::: MATERIALS PROVIDED

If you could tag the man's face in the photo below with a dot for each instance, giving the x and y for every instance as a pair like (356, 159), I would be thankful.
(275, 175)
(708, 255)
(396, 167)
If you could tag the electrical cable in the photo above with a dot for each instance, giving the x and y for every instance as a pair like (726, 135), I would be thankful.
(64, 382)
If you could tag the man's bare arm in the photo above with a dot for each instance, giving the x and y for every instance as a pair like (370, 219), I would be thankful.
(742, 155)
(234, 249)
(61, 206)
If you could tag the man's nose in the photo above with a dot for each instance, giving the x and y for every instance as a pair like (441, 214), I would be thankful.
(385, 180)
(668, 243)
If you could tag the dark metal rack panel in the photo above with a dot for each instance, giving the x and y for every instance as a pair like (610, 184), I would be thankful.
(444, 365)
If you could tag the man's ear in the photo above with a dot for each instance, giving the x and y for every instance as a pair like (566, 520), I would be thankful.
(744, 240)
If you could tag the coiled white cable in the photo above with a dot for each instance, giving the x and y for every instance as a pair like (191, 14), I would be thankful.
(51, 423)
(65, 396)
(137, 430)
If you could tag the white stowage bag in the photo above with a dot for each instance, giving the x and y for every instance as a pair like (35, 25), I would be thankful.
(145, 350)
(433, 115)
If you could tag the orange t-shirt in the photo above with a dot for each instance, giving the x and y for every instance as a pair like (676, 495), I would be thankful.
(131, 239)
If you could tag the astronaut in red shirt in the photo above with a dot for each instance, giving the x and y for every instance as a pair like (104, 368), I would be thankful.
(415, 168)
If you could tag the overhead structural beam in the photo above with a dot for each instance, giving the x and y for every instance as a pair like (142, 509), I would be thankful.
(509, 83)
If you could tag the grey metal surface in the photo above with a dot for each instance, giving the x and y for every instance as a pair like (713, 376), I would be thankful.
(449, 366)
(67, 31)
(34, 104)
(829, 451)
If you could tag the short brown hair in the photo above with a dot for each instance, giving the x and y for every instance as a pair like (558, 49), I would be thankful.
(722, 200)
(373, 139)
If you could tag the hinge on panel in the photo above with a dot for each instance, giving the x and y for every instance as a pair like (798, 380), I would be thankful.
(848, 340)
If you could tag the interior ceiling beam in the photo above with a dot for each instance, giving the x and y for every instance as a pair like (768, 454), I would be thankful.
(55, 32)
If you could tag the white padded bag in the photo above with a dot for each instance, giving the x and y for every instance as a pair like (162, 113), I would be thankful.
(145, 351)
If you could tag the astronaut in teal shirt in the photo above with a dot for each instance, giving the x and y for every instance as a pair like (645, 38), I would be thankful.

::::::

*GIVEN REQUEST*
Repeat each of the entries above precisely as given.

*EXERCISE RESULT*
If you could tag the man's face in the photo below with a dot for each instance, giving the x and y for every instance as a pair like (356, 159), I would be thankful.
(275, 175)
(708, 255)
(396, 167)
If you could tag the electrical cable in the photo above with a dot for each instance, giving the x and y for every instance as a pair like (726, 135), I would be thankful.
(64, 382)
If you could tag the man's bare arm in the photo above with a dot for each instance, giving the x and y for every instance as a pair like (370, 219), I would be thankful.
(742, 155)
(234, 249)
(61, 206)
If you could tag the man's nose in the photo above with a dot for each instance, giving the x and y for every instance as a pair like (441, 214), I would be thankful.
(385, 180)
(668, 243)
If you could tag the dark metal rack panel in the photo above with a dot for each instance, giving the x and y for every instance as a pair like (610, 184), I would be thankful.
(444, 365)
If you could tag the man's ear in the photo above with a dot for each instance, giving the x and y for every instance as a pair like (566, 520), I would be thankful.
(744, 240)
If you could tag the coiled white cable in the photo above with a dot for each instance, giving the x and y for every instance as a pair like (191, 14), I would be thankful.
(51, 423)
(65, 396)
(137, 430)
If you could tag the white stowage bag in the photo above with a dot for each instance, giving the x and y for every instance as a pair like (35, 25), I would be thankful.
(145, 350)
(433, 115)
If you could tag the orange t-shirt in the photo above with a dot for each instance, giving the x and y for every instance as a pair like (676, 495), I would be thankful.
(131, 239)
If you could tag the astronaut in red shirt in the photo above with a dot for each instance, giving the x and y for every instance as a pair like (104, 368), I would be thankful.
(415, 168)
If you could tag the overhead structural beam in the photo above with a dot for each instance, giving the x and y for every instance as a pair like (142, 509), I would be thankful.
(509, 83)
If you could tag the grey metal surface in the photo above with a dot for each instance, giving the x and y for every instance as a pair like (713, 376), I would be thankful.
(449, 366)
(67, 31)
(34, 104)
(829, 451)
If you could tag the short brown hair in the photo above with a dot for each instance, giving the x and y for every instance as a pair like (558, 49), I would be thankful.
(722, 200)
(373, 139)
If you could tag the hinge on panel in the photo above with a dot for each instance, giving the x and y for every instance as a pair like (798, 380), I would be thankful.
(848, 340)
If you could tag the interior ceiling beam in the photo above with a dot for each instance, giving the x and y for every instance as a pair like (768, 454), I would be thankful.
(55, 32)
If you could tag the white padded bag in the photo above with a dot for each instance, giving the x and y for every instance as a pair like (162, 113), I would be thankful.
(145, 351)
If you could tag the astronaut in teal shirt in the photo above with a dot for each instance, giving the x and y for every instance as a pair like (645, 38), I would be thankful.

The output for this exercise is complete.